──────── SUPPLIED ENTRIES
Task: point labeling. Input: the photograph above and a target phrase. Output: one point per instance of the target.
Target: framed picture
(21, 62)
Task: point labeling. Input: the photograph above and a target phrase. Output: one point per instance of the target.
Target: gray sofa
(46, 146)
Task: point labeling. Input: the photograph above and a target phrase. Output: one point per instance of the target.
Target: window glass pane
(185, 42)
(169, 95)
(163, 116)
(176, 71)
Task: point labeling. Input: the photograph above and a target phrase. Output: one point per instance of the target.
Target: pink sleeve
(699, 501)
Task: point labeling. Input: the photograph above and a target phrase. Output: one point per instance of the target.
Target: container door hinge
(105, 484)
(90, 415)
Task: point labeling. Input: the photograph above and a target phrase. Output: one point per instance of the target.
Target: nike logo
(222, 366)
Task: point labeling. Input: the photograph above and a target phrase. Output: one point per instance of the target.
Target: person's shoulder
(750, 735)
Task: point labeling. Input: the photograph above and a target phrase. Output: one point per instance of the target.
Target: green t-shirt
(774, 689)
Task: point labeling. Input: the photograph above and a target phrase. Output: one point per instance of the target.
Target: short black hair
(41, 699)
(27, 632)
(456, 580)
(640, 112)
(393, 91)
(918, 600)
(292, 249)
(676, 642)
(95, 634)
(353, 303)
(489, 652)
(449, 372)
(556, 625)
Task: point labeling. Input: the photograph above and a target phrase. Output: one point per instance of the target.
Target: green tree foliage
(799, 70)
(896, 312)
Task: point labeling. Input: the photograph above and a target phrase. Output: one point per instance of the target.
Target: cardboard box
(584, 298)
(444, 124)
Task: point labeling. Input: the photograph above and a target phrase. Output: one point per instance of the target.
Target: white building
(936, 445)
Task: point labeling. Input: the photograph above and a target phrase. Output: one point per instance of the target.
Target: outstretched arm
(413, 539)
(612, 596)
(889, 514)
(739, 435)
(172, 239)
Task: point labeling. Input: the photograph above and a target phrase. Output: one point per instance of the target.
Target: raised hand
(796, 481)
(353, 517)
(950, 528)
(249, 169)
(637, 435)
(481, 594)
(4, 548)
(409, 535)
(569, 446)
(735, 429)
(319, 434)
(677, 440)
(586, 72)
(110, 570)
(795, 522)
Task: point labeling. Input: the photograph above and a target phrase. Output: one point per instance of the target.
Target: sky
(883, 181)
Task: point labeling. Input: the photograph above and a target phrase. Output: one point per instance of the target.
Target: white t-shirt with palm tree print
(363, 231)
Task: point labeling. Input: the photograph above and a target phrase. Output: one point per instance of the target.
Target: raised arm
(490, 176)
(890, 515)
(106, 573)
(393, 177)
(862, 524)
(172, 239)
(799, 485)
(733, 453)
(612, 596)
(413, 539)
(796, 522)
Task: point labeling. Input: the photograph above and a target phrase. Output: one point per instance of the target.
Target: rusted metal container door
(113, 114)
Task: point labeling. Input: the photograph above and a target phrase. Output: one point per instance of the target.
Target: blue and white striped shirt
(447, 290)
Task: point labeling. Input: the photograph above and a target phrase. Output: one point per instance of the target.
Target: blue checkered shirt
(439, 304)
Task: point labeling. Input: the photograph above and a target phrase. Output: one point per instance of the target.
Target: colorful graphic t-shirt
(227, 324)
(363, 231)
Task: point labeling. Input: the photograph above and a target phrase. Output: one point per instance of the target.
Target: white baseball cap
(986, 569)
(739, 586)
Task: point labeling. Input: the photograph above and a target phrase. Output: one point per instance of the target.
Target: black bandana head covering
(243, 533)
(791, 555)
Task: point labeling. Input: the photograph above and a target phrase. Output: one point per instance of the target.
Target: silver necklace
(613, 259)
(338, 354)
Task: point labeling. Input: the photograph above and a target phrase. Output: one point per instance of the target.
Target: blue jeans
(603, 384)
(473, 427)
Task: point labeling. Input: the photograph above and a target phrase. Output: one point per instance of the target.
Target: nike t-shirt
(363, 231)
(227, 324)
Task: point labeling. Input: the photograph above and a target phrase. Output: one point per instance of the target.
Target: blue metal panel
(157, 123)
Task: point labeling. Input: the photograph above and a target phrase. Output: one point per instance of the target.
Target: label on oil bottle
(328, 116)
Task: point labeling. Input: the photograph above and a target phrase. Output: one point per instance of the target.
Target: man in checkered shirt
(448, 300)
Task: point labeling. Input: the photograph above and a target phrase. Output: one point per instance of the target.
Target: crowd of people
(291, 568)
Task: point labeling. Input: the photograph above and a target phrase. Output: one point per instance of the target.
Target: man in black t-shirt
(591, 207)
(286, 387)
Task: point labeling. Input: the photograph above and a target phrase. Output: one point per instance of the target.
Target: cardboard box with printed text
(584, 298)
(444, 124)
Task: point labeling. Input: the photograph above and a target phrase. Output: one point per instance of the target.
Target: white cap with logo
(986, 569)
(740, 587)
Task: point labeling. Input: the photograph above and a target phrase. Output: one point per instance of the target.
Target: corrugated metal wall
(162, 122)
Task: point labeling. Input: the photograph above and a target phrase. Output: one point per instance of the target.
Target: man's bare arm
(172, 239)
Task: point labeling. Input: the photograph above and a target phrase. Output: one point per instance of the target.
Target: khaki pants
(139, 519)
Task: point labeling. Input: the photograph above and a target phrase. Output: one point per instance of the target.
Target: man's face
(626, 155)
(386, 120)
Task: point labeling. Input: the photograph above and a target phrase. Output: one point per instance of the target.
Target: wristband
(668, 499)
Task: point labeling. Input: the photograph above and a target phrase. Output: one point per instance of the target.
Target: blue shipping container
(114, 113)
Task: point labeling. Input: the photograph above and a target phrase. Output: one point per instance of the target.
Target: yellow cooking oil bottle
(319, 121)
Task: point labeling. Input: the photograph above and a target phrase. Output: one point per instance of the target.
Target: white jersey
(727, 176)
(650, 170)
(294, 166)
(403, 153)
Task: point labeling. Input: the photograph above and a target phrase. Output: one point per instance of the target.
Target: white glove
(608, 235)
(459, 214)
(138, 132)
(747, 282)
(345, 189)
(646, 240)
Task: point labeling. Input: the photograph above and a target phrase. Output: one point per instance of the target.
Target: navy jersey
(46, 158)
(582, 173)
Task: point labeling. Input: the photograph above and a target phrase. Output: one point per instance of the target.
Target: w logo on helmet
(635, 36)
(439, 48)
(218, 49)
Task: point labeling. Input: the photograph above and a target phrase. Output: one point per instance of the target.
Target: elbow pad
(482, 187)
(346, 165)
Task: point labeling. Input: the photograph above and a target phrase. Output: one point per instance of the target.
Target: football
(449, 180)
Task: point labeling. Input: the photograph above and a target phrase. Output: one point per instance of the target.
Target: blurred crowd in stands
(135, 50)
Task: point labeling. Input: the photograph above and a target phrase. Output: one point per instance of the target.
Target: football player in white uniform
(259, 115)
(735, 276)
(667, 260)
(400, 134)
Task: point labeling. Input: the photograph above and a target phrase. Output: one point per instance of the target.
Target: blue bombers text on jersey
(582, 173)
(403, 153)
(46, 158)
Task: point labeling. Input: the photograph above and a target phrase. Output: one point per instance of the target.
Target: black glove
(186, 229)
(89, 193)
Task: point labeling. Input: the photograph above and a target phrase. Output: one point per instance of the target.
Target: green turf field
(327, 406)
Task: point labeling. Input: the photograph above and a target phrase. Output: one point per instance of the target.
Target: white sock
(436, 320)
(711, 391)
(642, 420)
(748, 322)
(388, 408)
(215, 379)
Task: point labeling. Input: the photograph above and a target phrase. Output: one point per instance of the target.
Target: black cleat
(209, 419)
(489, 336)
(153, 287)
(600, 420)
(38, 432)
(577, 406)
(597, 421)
────────────────
- **WHAT IS EXPECTED**
Copy the data above in full, character for character.

- **TASK OUTPUT**
Task: point labeling. Input: the photograph above and a target phrase. Output: one point per instance of the target.
Target: framed picture
(21, 62)
Task: point labeling. Input: the photograph above and a target phrase. Output: one point per instance of the target.
Target: gray sofa
(46, 146)
Task: point labeling. Input: the photograph above and a target phrase. Output: one point per instance of the target.
Target: window glass pane
(185, 42)
(169, 95)
(163, 116)
(176, 71)
Task: point labeling. Input: the photograph above and a target phrase. Output: one point per instance of the target.
Target: pink sleeve
(699, 501)
Task: point labeling. Input: the photograph above and a target phrase. Output: one point per instance of the target.
Target: container door hinge
(105, 484)
(90, 415)
Task: point labeling. Input: the photograph above and a target phrase. Output: one point per instance of the target.
Target: nike logo
(222, 366)
Task: point labeling. Input: the photograph above and a target phrase. Output: one point per instance of the target.
Target: person's shoulder
(750, 735)
Task: point labeling. Input: the photograph above and a target phrase. Output: one point per instance of the target.
Target: green t-shirt
(774, 689)
Task: point labeling. Input: the photograph above and a target phrase. Output: one point per instance of the target.
Target: short black hair
(41, 699)
(27, 632)
(456, 580)
(640, 112)
(393, 91)
(918, 600)
(292, 249)
(676, 642)
(95, 634)
(353, 303)
(489, 652)
(449, 372)
(556, 625)
Task: point labeling. Input: the photograph above and a target phrase. Output: one point per instance of the target.
Target: green tree foliage
(799, 70)
(896, 312)
Task: point labeling. Input: the photograph above and a target phrase. Output: one point per instance of the target.
Target: cardboard box
(584, 298)
(444, 124)
Task: point labeling. Input: the photograph above and a target phrase. Output: one point per instance of the target.
Target: white building
(936, 445)
Task: point labeling. Input: the photograph above and a target phrase. Output: one point per instance of the target.
Target: outstretched arm
(413, 539)
(612, 596)
(889, 514)
(739, 435)
(172, 239)
Task: point labeling. Input: the photograph above and a target phrase. Output: one point per instance of the target.
Target: raised hand
(796, 481)
(353, 517)
(950, 528)
(249, 169)
(637, 435)
(481, 594)
(4, 548)
(409, 535)
(569, 446)
(735, 429)
(319, 434)
(677, 440)
(586, 72)
(110, 570)
(795, 522)
Task: point labeling. Input: the photograph above and a target phrase. Output: one point per instance of the target.
Target: sky
(883, 181)
Task: point labeling. Input: the photograph above and a target phrase. Output: one point per instance of the target.
Target: white t-shirt with palm tree print
(363, 231)
Task: point labeling. Input: the photograph above and a target phrase. Output: one point per instance of the target.
Target: raised arm
(490, 176)
(890, 515)
(106, 573)
(393, 177)
(862, 524)
(172, 239)
(799, 485)
(733, 453)
(612, 596)
(413, 539)
(796, 522)
Task: point labeling. Input: the photograph above and a target phrase. Output: one point per instance of the target.
Target: rusted metal container door
(113, 114)
Task: point labeling. Input: the photograph above and a target phrase. Output: one point per instance of the target.
Target: blue and white striped shirt
(447, 290)
Task: point labeling. Input: the photograph above and a target phrase. Output: one point per instance of the target.
Target: blue checkered shirt
(439, 304)
Task: point labeling. Input: the photograph above and a target phrase. Output: one point per instance of the target.
Target: colorful graphic t-shirt
(227, 324)
(363, 231)
Task: point labeling. Input: the photograph above and a target phrase. Output: one point per instance of the target.
Target: white baseball cap
(986, 569)
(739, 586)
Task: point labeling. Input: the photograph above and a target phrase. Output: one point per instance of the target.
Target: black bandana head covering
(243, 533)
(791, 555)
Task: point labeling. Input: the photograph above and a target phrase. Output: one point per instance of the target.
Target: silver necklace
(613, 259)
(338, 354)
Task: point labeling. Input: the photograph above and a target phrase. Output: one point per instance of the target.
Target: blue jeans
(603, 384)
(473, 427)
Task: point labeling. Input: the photograph above and a target phrase. Output: one point per instance of the target.
Target: nike t-shirt
(363, 231)
(227, 324)
Task: point labeling. Input: the photograph above and a target phrase. Output: one point per instance of the target.
Target: blue metal panel
(157, 123)
Task: point labeling. Input: the photograph above and a target phrase. Output: one point per instance of the target.
Target: label on oil bottle
(328, 116)
Task: point labeling. Input: the photograph above and a target phrase. Output: one point per instance of the target.
Target: man in checkered shirt
(448, 300)
Task: point labeling. Input: the photograph above and a target phrase. Output: one point per instance of the target.
Target: crowd of people
(291, 568)
Task: point labeling. Input: the photograph above and a target phrase. Output: one point per instance of the target.
Target: man in black t-shirt
(591, 207)
(286, 387)
Task: point labeling. Input: the photograph above and a target phrase. Output: one point per instance of the target.
Target: cardboard box with printed text
(584, 298)
(444, 124)
Task: point labeling. Input: the photograph above and a target phrase. Output: one point per instance of the target.
Target: white cap with logo
(986, 569)
(740, 587)
Task: point labeling. Input: the photograph above and a target phrase. Output: one point per instance of the target.
Target: corrugated metal wall
(162, 122)
Task: point labeling. Input: the photograph above and a target phrase. Output: one point per instance of the target.
Target: man's bare arm
(172, 239)
Task: point labeling. Input: the photograph above and a target phrase. Output: one point per instance of the target.
Target: khaki pants
(139, 519)
Task: point labeling. Input: the photograph above and a target phrase. Output: one point per instance of the target.
Target: man's face
(626, 155)
(386, 120)
Task: point labeling. Input: the photograph above and a target phrase. Output: one point per instance of the target.
Target: wristband
(668, 499)
Task: point labeling. Input: the photograph above and a target phrase. Output: one point per instance of the target.
Target: blue shipping container
(114, 113)
Task: point labeling. Input: the photograph above and a target phrase. Output: one point per instance of the target.
Target: yellow cooking oil bottle
(319, 121)
Task: point labeling. Input: the photograph above and a target phrase. Output: one point per instance of the target.
Target: white jersey
(727, 176)
(650, 170)
(294, 166)
(403, 153)
Task: point labeling. Input: the photograph above and a target phrase. Output: one point per instance of the target.
Target: white glove
(608, 235)
(459, 214)
(138, 132)
(747, 282)
(345, 189)
(646, 240)
Task: point labeling. Input: the photograph above and a target phrase. Output: one point per instance of the target.
Target: navy jersey
(46, 158)
(582, 173)
Task: point labeling. Input: the photograph above and a target phrase. Output: one point per instance of the target.
Target: w logo on helmet
(635, 36)
(439, 48)
(218, 49)
Task: point labeling. Input: the photograph above and a target phrase. Output: one point per instance of the target.
Target: elbow pad
(482, 187)
(346, 165)
Task: point labeling. Input: the photograph above and a target phrase. Output: one point per instance of the target.
Target: football
(449, 180)
Task: point labeling. Input: the photograph above and a target phrase. Output: one point per instance of the target.
Target: blurred crowd in stands
(135, 50)
Task: point labeling. Input: the photograph above and a target phrase. Output: one point per instance of the target.
Target: football player in white uniform
(259, 115)
(735, 276)
(667, 260)
(400, 134)
Task: point labeling. Input: the photograph above and a target phrase. Output: one point per instance of the target.
Target: blue bombers text on jersey
(582, 173)
(403, 153)
(46, 158)
Task: point labeling. Input: the photograph above and a target phrase. Output: one point per instance of the target.
Target: black glove
(186, 229)
(89, 193)
Task: point labeling. Input: the photograph above and a target phrase. Output: one point per instance of the target.
Target: green turf field
(327, 406)
Task: point labeling. Input: the photograph above and a target phrase. Output: one point per instance of the target.
Target: white sock
(436, 320)
(711, 391)
(642, 420)
(748, 322)
(388, 408)
(215, 379)
Task: point labeling. Input: the photograph above and a target phrase. Output: one point per instance of the target.
Target: black cleat
(209, 419)
(489, 336)
(153, 287)
(600, 420)
(38, 432)
(577, 406)
(597, 421)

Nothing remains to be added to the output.